# Task objective
Format the material as a JSON list of strings, one string per line and with blank lines omitted, starting at its first line and going on through the line that contains "47L537 76L582 88L600".

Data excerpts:

◆ ◆ ◆ ◆

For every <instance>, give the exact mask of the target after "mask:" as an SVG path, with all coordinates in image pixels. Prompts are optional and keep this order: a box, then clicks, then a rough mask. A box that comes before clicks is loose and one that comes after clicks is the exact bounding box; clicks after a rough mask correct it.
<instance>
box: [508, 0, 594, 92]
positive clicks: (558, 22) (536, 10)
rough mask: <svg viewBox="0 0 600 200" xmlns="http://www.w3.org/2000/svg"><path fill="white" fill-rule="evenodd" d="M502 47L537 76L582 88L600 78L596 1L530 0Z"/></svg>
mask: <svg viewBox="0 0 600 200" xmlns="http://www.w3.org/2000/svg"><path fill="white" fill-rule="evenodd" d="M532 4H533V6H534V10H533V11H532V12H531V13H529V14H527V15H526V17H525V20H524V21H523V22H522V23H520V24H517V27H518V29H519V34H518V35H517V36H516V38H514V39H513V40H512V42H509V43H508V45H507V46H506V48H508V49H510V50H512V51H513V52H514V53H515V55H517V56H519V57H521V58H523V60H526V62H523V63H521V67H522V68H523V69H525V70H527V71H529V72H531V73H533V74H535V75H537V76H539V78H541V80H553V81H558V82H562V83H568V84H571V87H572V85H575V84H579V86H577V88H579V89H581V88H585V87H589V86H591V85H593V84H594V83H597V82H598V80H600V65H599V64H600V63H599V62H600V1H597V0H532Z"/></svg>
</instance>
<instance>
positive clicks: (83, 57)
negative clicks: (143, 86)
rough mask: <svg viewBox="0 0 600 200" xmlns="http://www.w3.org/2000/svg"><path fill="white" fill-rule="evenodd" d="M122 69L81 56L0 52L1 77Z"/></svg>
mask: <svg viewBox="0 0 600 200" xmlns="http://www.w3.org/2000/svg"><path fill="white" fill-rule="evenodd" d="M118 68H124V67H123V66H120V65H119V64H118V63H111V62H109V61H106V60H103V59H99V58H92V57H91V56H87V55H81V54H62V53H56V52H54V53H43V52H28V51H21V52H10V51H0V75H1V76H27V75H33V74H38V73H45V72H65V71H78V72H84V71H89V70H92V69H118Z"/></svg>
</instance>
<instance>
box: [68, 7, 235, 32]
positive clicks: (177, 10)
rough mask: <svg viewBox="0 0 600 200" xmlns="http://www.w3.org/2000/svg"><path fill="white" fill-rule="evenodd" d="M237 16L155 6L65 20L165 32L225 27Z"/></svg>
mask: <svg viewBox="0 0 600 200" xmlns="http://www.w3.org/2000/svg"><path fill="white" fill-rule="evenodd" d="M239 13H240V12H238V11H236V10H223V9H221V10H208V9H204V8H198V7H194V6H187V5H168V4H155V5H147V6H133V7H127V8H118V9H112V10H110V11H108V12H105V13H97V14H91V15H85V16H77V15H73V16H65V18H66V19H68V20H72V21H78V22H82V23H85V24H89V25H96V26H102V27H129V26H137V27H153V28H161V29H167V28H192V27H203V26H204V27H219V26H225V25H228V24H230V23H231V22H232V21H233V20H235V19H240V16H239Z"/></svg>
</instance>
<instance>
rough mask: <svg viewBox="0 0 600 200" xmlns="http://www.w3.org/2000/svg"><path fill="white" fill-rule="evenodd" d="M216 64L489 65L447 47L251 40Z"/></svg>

◆ ◆ ◆ ◆

# Reply to the task
[
  "For every <instance>, give the exact mask of the target after \"mask:\" as an SVG path, with all coordinates in image pixels. Prompts are optional and keep this order: a box, then clicks, then a rough mask. A box that comes before clicks is loose and one that comes after clicks is the exact bounding box; clicks after a rough mask correct it.",
  "<instance>",
  "box: [508, 0, 594, 92]",
  "positive clicks: (558, 22) (536, 10)",
  "rough mask: <svg viewBox=\"0 0 600 200\" xmlns=\"http://www.w3.org/2000/svg\"><path fill=\"white\" fill-rule=\"evenodd\" d=\"M502 47L537 76L582 88L600 78L596 1L530 0Z\"/></svg>"
]